Exercise >>
Each line below must be reproduced exactly, though the pictures are to be dropped.

Supplied data >>
^^^^^^^^^^^^^^^^
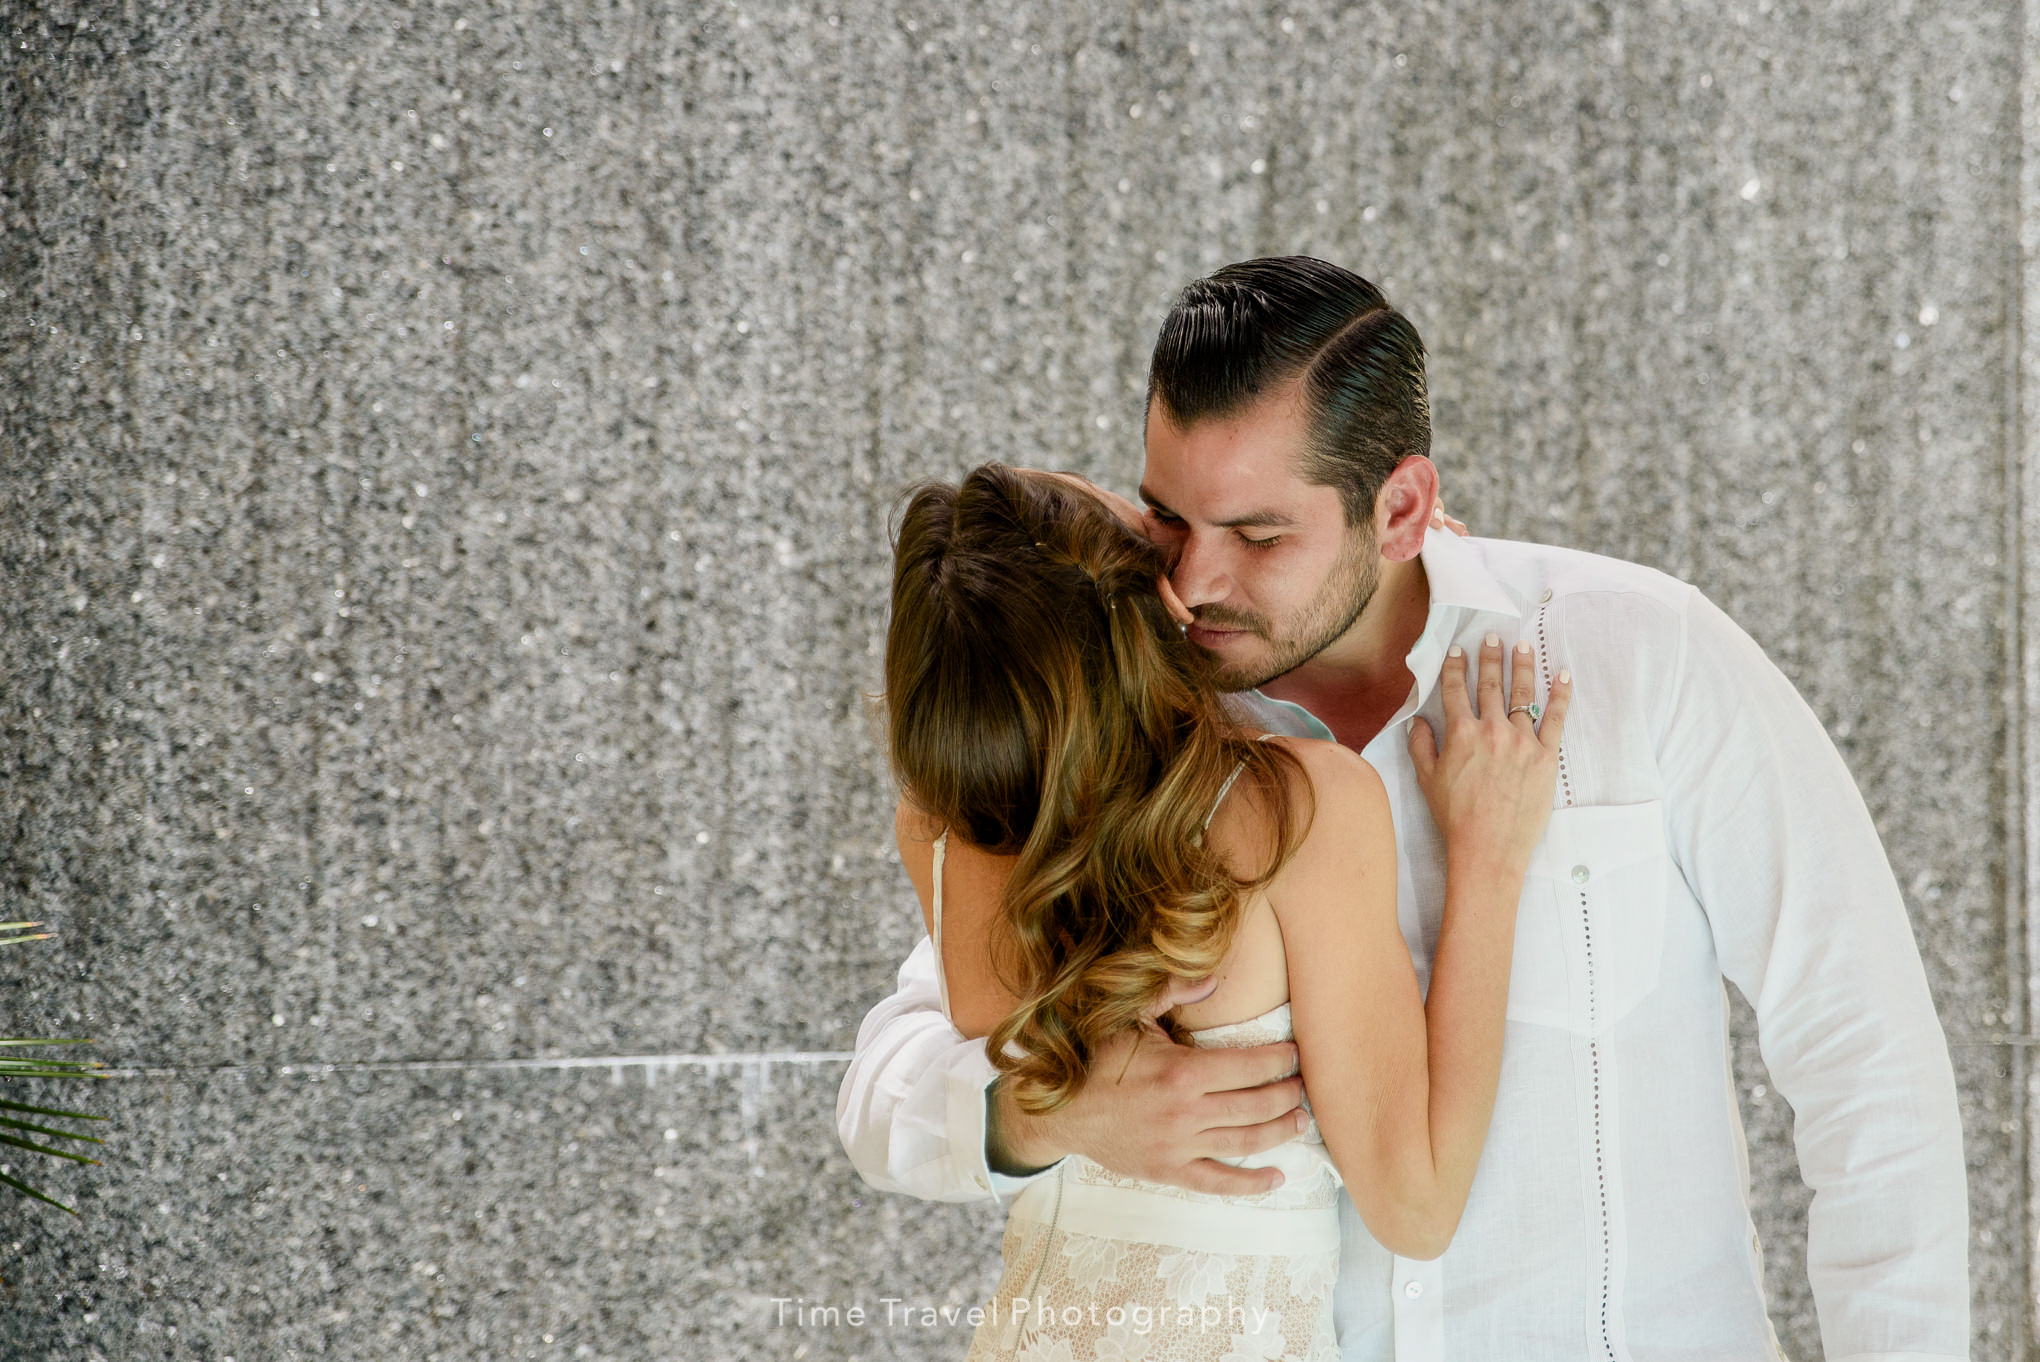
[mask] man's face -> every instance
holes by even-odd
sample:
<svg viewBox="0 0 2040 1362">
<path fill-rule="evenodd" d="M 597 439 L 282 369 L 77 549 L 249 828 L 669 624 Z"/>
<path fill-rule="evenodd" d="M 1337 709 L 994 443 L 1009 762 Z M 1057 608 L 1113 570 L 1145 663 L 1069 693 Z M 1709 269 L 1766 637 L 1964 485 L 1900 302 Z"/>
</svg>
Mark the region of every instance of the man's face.
<svg viewBox="0 0 2040 1362">
<path fill-rule="evenodd" d="M 1141 499 L 1170 551 L 1189 637 L 1219 685 L 1245 690 L 1315 657 L 1353 626 L 1381 576 L 1370 526 L 1304 481 L 1306 424 L 1293 391 L 1184 430 L 1148 412 Z"/>
</svg>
^^^^^^^^^^^^^^^^
The answer >>
[mask] man's face -> every instance
holes by even-odd
sample:
<svg viewBox="0 0 2040 1362">
<path fill-rule="evenodd" d="M 597 439 L 282 369 L 77 549 L 249 828 L 669 624 Z"/>
<path fill-rule="evenodd" d="M 1337 709 L 994 443 L 1009 762 Z M 1057 608 L 1113 570 L 1145 663 L 1069 693 Z M 1709 269 L 1766 637 L 1964 485 L 1900 302 Z"/>
</svg>
Mark the region of every instance of the man's face.
<svg viewBox="0 0 2040 1362">
<path fill-rule="evenodd" d="M 1141 499 L 1170 551 L 1189 637 L 1219 685 L 1245 690 L 1315 657 L 1353 626 L 1381 576 L 1370 526 L 1304 481 L 1306 424 L 1293 391 L 1184 430 L 1148 412 Z"/>
</svg>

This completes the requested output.